TESTO DI PARTENZA
====

The Witcher, un successo planetario
Chi non conosce The Witcher, fortunata serie videoludica, serie TV e, originariamente, saga di romanzi fantasy? Prima di prendere questo nome, italianizzato ne “lo strigo”, il personaggio inventato dalla penna del polacco Andrzej Sapkowski era chiamato Hexer dal pubblico internazionale e wiedźmin in lingua originale. E fu The Hexer anche nella versione internazionale dell’omonimo film, uscito nel 2001, come nella serie televisiva del 2002, entrambi ormai dimenticati.
Fu CD Projekt Red, software house polacca che sviluppò il videogioco, a tradurre wiedźmin nel più famoso witcher. Nel 2007 uscì, dunque, il primo videogioco della saga, e fu subito un successo. The Witcher 2: Assassins of Kings uscì nel 2011, battendo il predecessore nell’accoglienza di critica e pubblico, nonché di mercato. Ma fu il terzo capitolo, The Witcher 3: the Wild Hunt, a reclamare lo status di pietra miliare del mondo videoludico e a rilanciare, al tempo stesso, la produzione letteraria.
Del resto, quei capolavori dei videogiochi non sarebbero mai nati senza la controparte letteraria. Quest’ultima aveva già goduto di un grande successo in Polonia, negli anni ’90, e nel resto del mondo dal 2007 in poi. I libri di Andrzej Sapkowski furono accolti con clamore ed entusiasmo dal panorama fantastico a causa del tono, i temi e le ambientazioni a dir poco… inusuali per il genere. All’epoca, il fantasy più cupo e maturo non era ancora affermato come oggi.

====

[Voci salvate]
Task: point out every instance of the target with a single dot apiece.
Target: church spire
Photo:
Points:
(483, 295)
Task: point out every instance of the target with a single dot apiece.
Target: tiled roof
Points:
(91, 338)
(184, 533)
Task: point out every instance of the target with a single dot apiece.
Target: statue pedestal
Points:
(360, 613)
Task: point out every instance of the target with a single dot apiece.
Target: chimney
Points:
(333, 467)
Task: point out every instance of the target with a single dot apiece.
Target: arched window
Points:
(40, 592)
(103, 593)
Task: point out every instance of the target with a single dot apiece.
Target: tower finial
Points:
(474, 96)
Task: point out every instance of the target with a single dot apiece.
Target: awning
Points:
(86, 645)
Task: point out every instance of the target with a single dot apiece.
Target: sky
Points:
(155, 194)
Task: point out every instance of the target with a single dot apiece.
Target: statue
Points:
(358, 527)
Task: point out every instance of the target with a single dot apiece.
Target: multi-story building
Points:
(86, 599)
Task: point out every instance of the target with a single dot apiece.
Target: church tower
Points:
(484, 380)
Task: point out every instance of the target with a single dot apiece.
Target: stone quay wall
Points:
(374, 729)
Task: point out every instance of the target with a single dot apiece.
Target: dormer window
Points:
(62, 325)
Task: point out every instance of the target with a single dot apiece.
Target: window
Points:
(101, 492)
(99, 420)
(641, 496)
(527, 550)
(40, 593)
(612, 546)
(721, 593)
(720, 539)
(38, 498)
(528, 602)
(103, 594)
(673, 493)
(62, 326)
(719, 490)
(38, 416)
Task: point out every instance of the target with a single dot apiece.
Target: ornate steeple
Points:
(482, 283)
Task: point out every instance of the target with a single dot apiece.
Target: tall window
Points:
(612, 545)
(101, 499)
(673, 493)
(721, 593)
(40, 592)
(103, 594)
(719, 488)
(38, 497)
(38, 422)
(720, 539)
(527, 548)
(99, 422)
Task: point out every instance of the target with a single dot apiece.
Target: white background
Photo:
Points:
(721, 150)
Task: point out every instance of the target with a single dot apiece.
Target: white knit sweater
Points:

====

ESERCIZI DA SVOLGERE
a - Ricopia identica la parte del testo su The Witcher che comincia con "Del resto, quei" e prosegue fino a "affermato come oggi.".
b - Elenca, senza ripetizioni, tutti gli anni scritti in quattro cifre nel testo su The Witcher.
c - Riprendi il testo su The Witcher e prosegui dopo la sua ultima frase.

RISULTATI DELL'ESERCIZIO
a -
Del resto, quei capolavori dei videogiochi non sarebbero mai nati senza la controparte letteraria. Quest’ultima aveva già goduto di un grande successo in Polonia, negli anni ’90, e nel resto del mondo dal 2007 in poi. I libri di Andrzej Sapkowski furono accolti con clamore ed entusiasmo dal panorama fantastico a causa del tono, i temi e le ambientazioni a dir poco… inusuali per il genere. All’epoca, il fantasy più cupo e maturo non era ancora affermato come oggi.

b - 2001, 2002, 2007, 2011

c -
Lo ricordo bene. La mia prima esperienza coi libri fu intorno al 2009, credo. Avevo giocato al videogioco e non mi aveva fatto impazzire, lo ammetto, a differenza dei due titoli successivi, che ho amato. Tuttavia, tra gli appassionati si iniziò a parlare di The Last Wish (titolo inglese de Il Guardiano degli Innocenti) con sempre maggiore frequenza e interesse. Tant’è che decisi di leggere l’ebook della Orbit, quello con la copertina rossa edito nel 2008, in lingua originale.
Adoperai il mio caro, vecchio Sony PRS-650, quando il Kindle era un lontano miraggio.
All’epoca, quello era un tipo bizzarro di narrativa fantastica, almeno per un pubblico mainstream. La facevano ancora da padrone atmosfere fiabesche, eroi della luce, storie moraleggianti e stereotipate che, spesso, facevano relegare il fantasy alla letteratura per bambini e ragazzi. Le vicende più serie e articolate erano appannaggio della fantascienza.
L’high fantasy alla Tolkien era ancora stretto nella sua maglia d’acciaio, insomma, ma iniziavano a sbucare titoli interessanti, in grado di scardinare quella concezione. È il caso della trilogia de La Prima Legge di Joe Abercrombie, anch’essa letta con entusiasmo dagli appassionati nostrani ben prima che fosse tradotta e l’autore diventasse un caso internazionale.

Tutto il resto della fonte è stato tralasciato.